== Document extract ==

********************

Two-class microscopy segmentation with 2D U-Net

In this tutorial we will learn the following features:

  • Training of a segmentation model (U-Net 2D) with two-class labels on a single contrast on microscopy PNG images,

  • Testing of a trained model and computation of evaluation metrics,

  • Visualization of the outputs of a trained model.

Download dataset

We will use a publicly available dataset consisting of 10 microscopy samples of rat spinal cord.

To download the dataset (~11MB), run the following command in your terminal:

# Download data
ivadomed_download_data -d data_axondeepseg_sem

Configuration file

In ivadomed, training is orchestrated by a configuration file. Examples of configuration files are available in the ivadomed/config/ and the documentation is available in Configuration File.

In this tutorial, we will use the configuration file: ivadomed/config/config_microscopy.json. First off, copy this configuration file in your local directory (to avoid modifying the source file):

cp <PATH_TO_IVADOMED>/ivadomed/config/config_microscopy.json .

Then, open it with a text editor. Below we will discuss some of the key parameters to perform a two-class 2D microscopy segmentation training.

  • command: Action to perform. Here, we want to train a model, so we set the fields as follows:

    "command": "train"
    
  • path_output: Folder name that will contain the output files (e.g., trained model, predictions, results).

    "path_output": "log_microscopy_sem"

********************

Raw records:
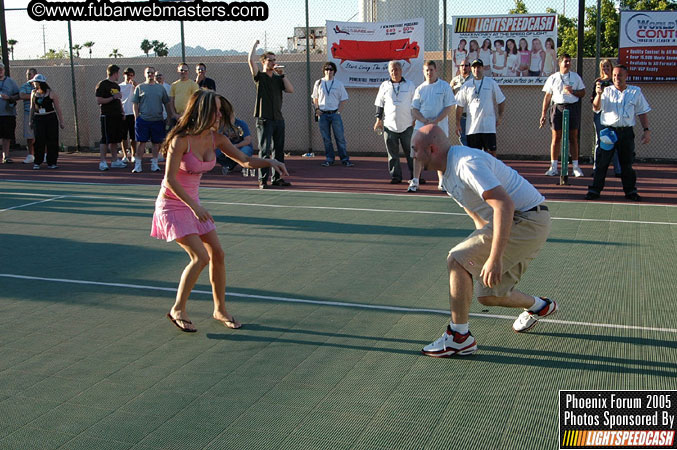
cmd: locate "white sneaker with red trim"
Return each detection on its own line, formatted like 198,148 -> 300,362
512,297 -> 559,333
421,325 -> 477,358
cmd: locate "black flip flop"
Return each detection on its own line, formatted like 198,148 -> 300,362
167,313 -> 197,333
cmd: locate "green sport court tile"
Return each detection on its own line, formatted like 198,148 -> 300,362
0,426 -> 74,450
0,182 -> 677,449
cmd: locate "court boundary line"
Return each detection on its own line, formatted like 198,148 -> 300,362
0,192 -> 677,226
0,179 -> 677,208
0,195 -> 68,212
0,273 -> 677,333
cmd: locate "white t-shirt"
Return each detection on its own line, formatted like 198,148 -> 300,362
442,145 -> 545,221
119,83 -> 134,116
456,77 -> 505,134
310,78 -> 348,111
411,78 -> 456,137
374,78 -> 416,133
600,84 -> 651,127
543,71 -> 585,105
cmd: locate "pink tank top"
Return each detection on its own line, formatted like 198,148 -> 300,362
161,133 -> 216,201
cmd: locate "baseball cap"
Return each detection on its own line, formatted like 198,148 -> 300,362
28,73 -> 47,83
599,128 -> 618,150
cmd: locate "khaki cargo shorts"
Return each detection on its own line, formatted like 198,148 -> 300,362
449,207 -> 550,297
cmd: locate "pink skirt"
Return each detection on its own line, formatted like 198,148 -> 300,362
150,192 -> 216,242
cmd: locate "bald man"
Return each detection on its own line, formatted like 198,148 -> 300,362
413,125 -> 557,357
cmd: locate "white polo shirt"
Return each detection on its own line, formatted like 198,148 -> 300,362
456,77 -> 505,134
374,78 -> 416,133
543,71 -> 585,105
411,78 -> 456,137
442,145 -> 545,222
600,84 -> 651,127
310,78 -> 348,111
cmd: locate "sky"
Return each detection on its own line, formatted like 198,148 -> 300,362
5,0 -> 580,59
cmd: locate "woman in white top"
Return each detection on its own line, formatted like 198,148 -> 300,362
468,39 -> 480,63
480,39 -> 493,73
491,39 -> 508,77
529,38 -> 545,77
505,39 -> 520,77
454,39 -> 468,75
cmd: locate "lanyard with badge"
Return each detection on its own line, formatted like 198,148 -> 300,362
390,80 -> 402,105
472,78 -> 484,103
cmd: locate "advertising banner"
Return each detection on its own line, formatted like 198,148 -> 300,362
451,14 -> 559,85
618,11 -> 677,82
327,19 -> 424,87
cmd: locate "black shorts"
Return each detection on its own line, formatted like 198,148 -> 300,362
0,116 -> 16,141
122,114 -> 136,141
550,102 -> 581,130
101,115 -> 124,144
466,133 -> 496,153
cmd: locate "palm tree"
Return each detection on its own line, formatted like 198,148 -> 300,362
150,40 -> 160,56
82,41 -> 94,58
141,39 -> 153,56
7,39 -> 19,59
153,41 -> 169,56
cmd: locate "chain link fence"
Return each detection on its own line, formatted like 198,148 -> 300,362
5,0 -> 677,161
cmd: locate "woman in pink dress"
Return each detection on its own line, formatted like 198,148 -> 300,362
150,89 -> 287,332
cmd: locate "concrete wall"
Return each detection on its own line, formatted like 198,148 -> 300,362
11,52 -> 677,160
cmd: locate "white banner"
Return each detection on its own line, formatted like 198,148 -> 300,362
618,11 -> 677,82
451,14 -> 559,85
327,19 -> 424,87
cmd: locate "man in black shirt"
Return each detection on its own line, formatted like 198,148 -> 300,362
249,40 -> 294,189
195,63 -> 216,91
96,64 -> 127,170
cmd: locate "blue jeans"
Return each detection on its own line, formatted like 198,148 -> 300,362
256,118 -> 284,183
320,113 -> 350,162
592,113 -> 621,175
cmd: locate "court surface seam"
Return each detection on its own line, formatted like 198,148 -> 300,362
0,192 -> 677,226
0,273 -> 677,333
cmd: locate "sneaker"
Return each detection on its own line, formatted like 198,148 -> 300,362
270,178 -> 291,186
512,297 -> 559,333
421,325 -> 477,358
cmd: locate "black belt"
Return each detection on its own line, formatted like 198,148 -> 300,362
524,205 -> 548,212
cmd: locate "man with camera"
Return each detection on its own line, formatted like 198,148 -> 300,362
0,63 -> 19,164
311,62 -> 354,167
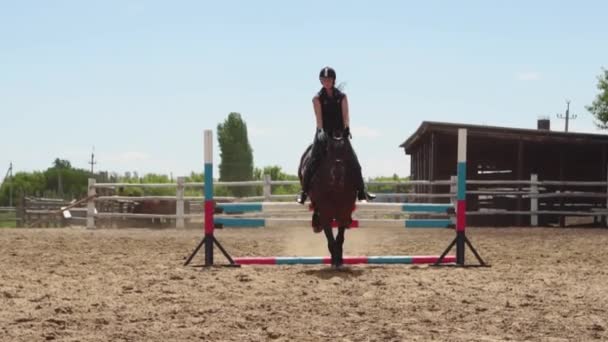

********************

== Problems ==
a – Return the passage of the microscopy segmentation tutorial that begins at the words "In this tutorial, we" and stops after the words "model, predictions, results).".
b – Rewrite the records as a numbered list, beginning at the start of the records and stopping after the line that contains "413,125 -> 557,357", with blank lines and the pictures left out.
The records bear no relation to the microscopy segmentation tutorial.

== Responses per task ==
a –
In this tutorial, we will use the configuration file: ivadomed/config/config_microscopy.json. First off, copy this configuration file in your local directory (to avoid modifying the source file):

cp <PATH_TO_IVADOMED>/ivadomed/config/config_microscopy.json .

Then, open it with a text editor. Below we will discuss some of the key parameters to perform a two-class 2D microscopy segmentation training.

  • command: Action to perform. Here, we want to train a model, so we set the fields as follows:

    "command": "train"
    
  • path_output: Folder name that will contain the output files (e.g., trained model, predictions, results).

b –
1. cmd: locate "white sneaker with red trim"
2. Return each detection on its own line, formatted like 198,148 -> 300,362
3. 512,297 -> 559,333
4. 421,325 -> 477,358
5. cmd: locate "black flip flop"
6. Return each detection on its own line, formatted like 198,148 -> 300,362
7. 167,313 -> 197,333
8. cmd: locate "green sport court tile"
9. Return each detection on its own line, formatted like 198,148 -> 300,362
10. 0,426 -> 74,450
11. 0,182 -> 677,449
12. cmd: locate "court boundary line"
13. Return each detection on its own line, formatted like 198,148 -> 300,362
14. 0,192 -> 677,226
15. 0,179 -> 677,208
16. 0,195 -> 68,212
17. 0,273 -> 677,333
18. cmd: locate "white t-shirt"
19. Return each detection on its own line, formatted like 198,148 -> 300,362
20. 442,145 -> 545,221
21. 119,83 -> 134,116
22. 456,77 -> 505,134
23. 310,78 -> 348,111
24. 411,78 -> 456,137
25. 374,78 -> 416,133
26. 600,84 -> 651,127
27. 543,71 -> 585,105
28. cmd: locate "pink tank top"
29. Return each detection on its own line, formatted like 198,148 -> 300,362
30. 161,133 -> 216,201
31. cmd: locate "baseball cap"
32. Return each detection on its own line, formatted like 198,148 -> 300,362
33. 28,73 -> 47,83
34. 599,128 -> 618,150
35. cmd: locate "khaki cargo shorts"
36. Return each detection on its own line, formatted like 198,148 -> 300,362
37. 449,207 -> 550,297
38. cmd: locate "pink skirt"
39. Return each detection on its own line, formatted like 198,148 -> 300,362
40. 150,192 -> 216,242
41. cmd: locate "bald man"
42. Return each detection on its own line, formatted like 198,148 -> 300,362
43. 413,125 -> 557,357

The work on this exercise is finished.